[Location annotation dataset excerpts]
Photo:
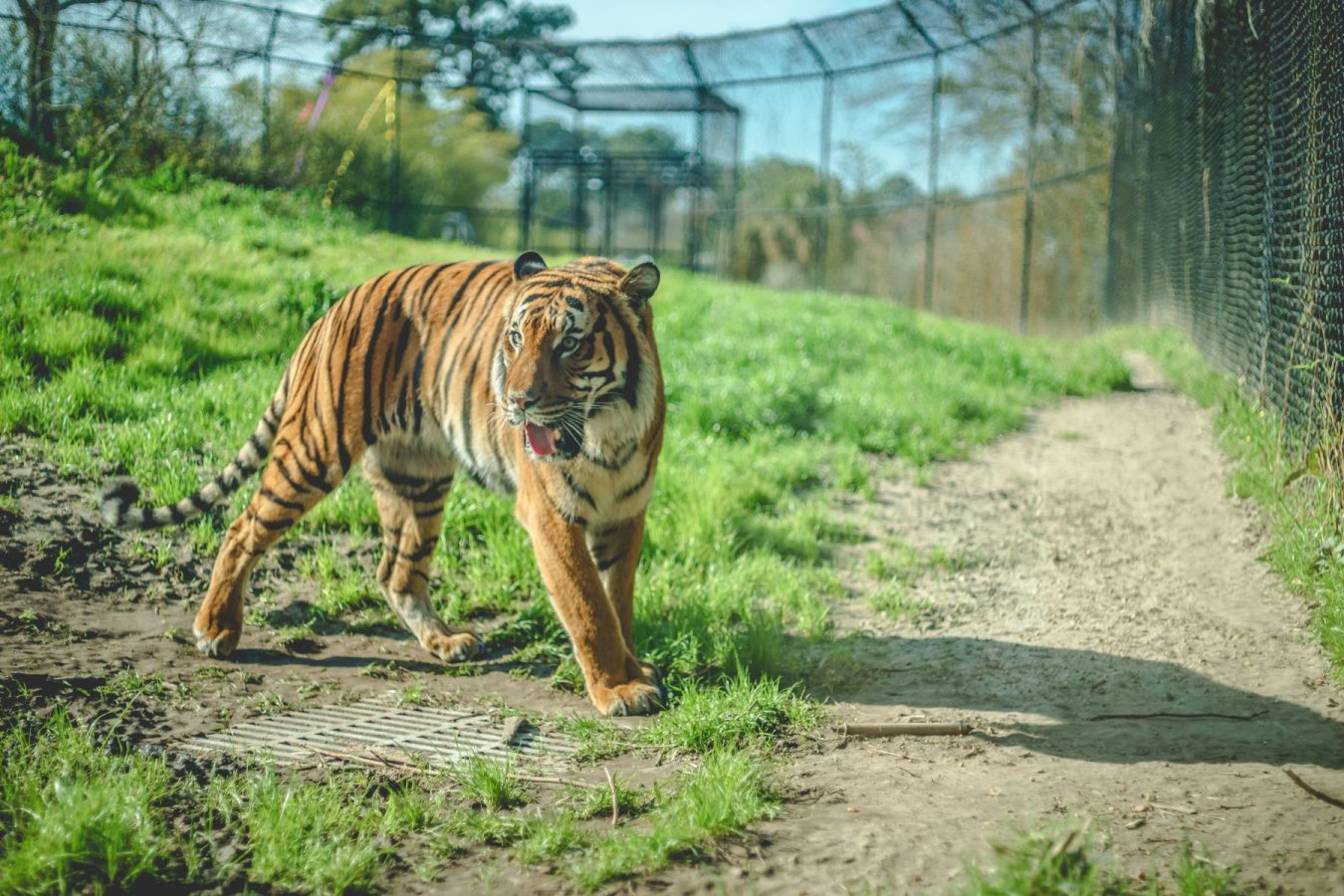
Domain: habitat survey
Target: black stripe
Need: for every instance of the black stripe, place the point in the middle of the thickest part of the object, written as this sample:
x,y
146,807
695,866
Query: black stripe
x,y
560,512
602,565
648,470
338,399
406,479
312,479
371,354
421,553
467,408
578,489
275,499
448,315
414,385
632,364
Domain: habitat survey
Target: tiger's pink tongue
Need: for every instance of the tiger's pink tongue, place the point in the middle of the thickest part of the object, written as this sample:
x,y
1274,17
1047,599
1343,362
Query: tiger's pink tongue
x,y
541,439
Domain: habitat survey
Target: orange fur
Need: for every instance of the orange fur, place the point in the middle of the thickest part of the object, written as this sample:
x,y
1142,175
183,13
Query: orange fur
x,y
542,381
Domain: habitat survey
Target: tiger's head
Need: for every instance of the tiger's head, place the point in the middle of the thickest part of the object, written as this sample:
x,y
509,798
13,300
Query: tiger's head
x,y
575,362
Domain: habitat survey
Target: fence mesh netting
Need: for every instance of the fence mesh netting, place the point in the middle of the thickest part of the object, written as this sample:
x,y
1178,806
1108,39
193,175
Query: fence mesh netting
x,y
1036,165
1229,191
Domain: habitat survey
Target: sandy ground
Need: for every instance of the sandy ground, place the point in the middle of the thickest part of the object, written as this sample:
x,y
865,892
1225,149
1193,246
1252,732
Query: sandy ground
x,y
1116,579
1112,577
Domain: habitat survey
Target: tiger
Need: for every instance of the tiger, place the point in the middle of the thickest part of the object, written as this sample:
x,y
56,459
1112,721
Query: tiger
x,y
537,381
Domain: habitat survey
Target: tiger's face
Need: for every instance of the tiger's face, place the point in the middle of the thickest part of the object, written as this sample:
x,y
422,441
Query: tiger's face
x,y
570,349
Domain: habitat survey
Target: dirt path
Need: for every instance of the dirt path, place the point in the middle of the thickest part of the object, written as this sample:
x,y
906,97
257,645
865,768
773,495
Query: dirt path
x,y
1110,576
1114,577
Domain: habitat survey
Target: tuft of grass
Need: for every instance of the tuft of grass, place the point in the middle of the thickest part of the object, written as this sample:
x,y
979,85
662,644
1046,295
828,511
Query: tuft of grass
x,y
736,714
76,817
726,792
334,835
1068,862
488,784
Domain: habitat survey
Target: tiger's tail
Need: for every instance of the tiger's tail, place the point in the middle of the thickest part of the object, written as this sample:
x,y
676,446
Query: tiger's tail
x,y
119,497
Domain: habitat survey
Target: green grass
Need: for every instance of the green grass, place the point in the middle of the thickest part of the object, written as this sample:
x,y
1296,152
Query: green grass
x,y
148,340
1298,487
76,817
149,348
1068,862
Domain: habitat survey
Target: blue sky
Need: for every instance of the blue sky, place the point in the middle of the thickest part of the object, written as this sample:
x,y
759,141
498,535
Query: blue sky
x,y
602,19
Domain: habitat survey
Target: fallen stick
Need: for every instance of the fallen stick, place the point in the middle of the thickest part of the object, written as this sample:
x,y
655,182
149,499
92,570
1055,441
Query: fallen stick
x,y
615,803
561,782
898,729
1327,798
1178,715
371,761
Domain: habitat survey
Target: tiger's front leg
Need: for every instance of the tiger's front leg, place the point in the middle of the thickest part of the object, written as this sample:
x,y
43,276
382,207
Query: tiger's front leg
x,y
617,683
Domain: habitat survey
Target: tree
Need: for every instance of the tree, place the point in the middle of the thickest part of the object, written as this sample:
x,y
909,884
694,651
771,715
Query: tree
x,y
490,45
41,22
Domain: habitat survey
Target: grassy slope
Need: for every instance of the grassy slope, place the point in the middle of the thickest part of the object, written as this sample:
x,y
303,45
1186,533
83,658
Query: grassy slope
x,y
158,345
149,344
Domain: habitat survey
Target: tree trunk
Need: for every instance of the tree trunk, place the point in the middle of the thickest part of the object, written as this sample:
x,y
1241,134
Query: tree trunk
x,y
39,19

-- Task statement --
Repeat the entries exactly. Pictures are excluded from the copy.

-- Answer in full --
Photo:
Domain: habitat survey
Target: black stripe
Need: for every instance of the black stripe, place the point in the middle of the thickest part of the object, written as this sample:
x,y
146,807
695,866
Query: black stripe
x,y
560,512
602,565
648,470
338,399
406,479
312,479
371,354
421,553
467,408
578,489
275,499
448,315
414,385
632,364
Domain: habitat survey
Target: tiger's pink tongue
Need: for every instance of the tiger's pink tongue, place the point in the middle of the thickest part of the object, written as this sample:
x,y
1274,17
1047,599
1343,362
Query: tiger's pink tongue
x,y
541,439
Domain: habitat survey
Target: orange fur
Need: for every instance of the orange fur, place the point in the middle of the thickest part of the object, written as this sample:
x,y
1142,175
183,13
Query: orange fur
x,y
542,381
Domain: habitat survey
Target: tiger's head
Need: for every instance of the tiger's head, place the point in the middle of the thickest part of the object, written as this sample:
x,y
509,798
13,300
Query: tiger's head
x,y
575,362
Domain: habitat survey
Target: fence mesh netting
Need: for every instance of the fence mesh netting, place the point in the middle of the thickest part of the object, written as this sample:
x,y
1178,806
1108,39
193,175
Query: fence mesh netting
x,y
1036,165
1229,191
Domain: habitat survey
Target: sandy ground
Need: for every instance of the sandy ground, place the point in the middle of the thickest part of the object, written as this sample:
x,y
865,892
1225,149
1193,246
1252,732
Query: sandy ground
x,y
1116,579
1112,577
Domain: habitat survey
Target: tiger
Need: for every instance of the tiger, place the point in the middle of the thickest part of the object, written as this sample:
x,y
56,459
1112,721
Query: tiger
x,y
537,381
Domain: habitat survey
Target: tiger's face
Need: for every instance of the tiger's face, place the point in the middle of the thickest part of the object, written as this sample:
x,y
422,441
Query: tiger's face
x,y
570,349
Domain: habitat survey
Target: dirt path
Need: for every instance of the dirt path, place the point in the middle of the thickest part of the object, written as this sample:
x,y
906,97
257,645
865,768
773,495
Query: dirt path
x,y
1110,576
1114,577
Domain: habitat survey
Target: tuft of grass
Need: for every instance of the tuft of grass, place the point in the middle of the thickest part of the object, written as this sample:
x,y
979,85
662,644
1046,295
828,511
Query: tuft of grass
x,y
736,714
76,817
726,792
334,835
1068,862
488,784
Domain: habitat survey
Target: tiger's tail
Need: for every instance of the tiger's tail, place the point in the middle of the thickest part of the object, written as this sample:
x,y
676,446
Query: tiger's tail
x,y
119,497
Domain: habitat survey
Target: green grass
Need: for every instance of the green grass, place the point in the middle of the thickest part of the object, written as this sample:
x,y
1296,152
Query: green grass
x,y
148,340
1298,487
76,817
149,348
1068,862
Domain: habitat survey
Target: blue sky
Need: for every instance of the blue sky, place the point in the middle of the thickest part of the object, written as this sample:
x,y
759,141
498,535
Query: blue sky
x,y
602,19
Domain: habitat survey
Target: fallen stick
Need: for every instance of the fallen stick, place the point in the middle of the thickest part of the object, written as this sample:
x,y
655,182
149,499
92,570
1055,441
Query: fallen stick
x,y
615,803
561,782
898,729
1327,798
1178,715
371,761
Domain: habitat survey
Target: tiger's front leg
Need: for every instance of the tiger's front leg, place the point in the middle of the thickest part of the object, written as this sample:
x,y
43,276
382,207
Query: tiger's front leg
x,y
617,683
Domain: habitat survey
Target: tree
Need: for every instance of the tree, place the point in the middle of the thickest part of the object, written as this sample:
x,y
909,884
694,651
771,715
Query: tree
x,y
490,45
41,22
Domain: habitat survey
Target: grassy slope
Need: for every instance of the grassy slope, place the point in the middle of the thickest part of the object, written as this sample:
x,y
303,45
1186,533
83,658
Query: grassy slope
x,y
158,345
149,344
Domain: habitat survey
Target: tree trunk
Need: for every instance of the tree trunk, place the point in the middle of the thickest part of the object, written as this sample:
x,y
1241,134
Query: tree trunk
x,y
39,19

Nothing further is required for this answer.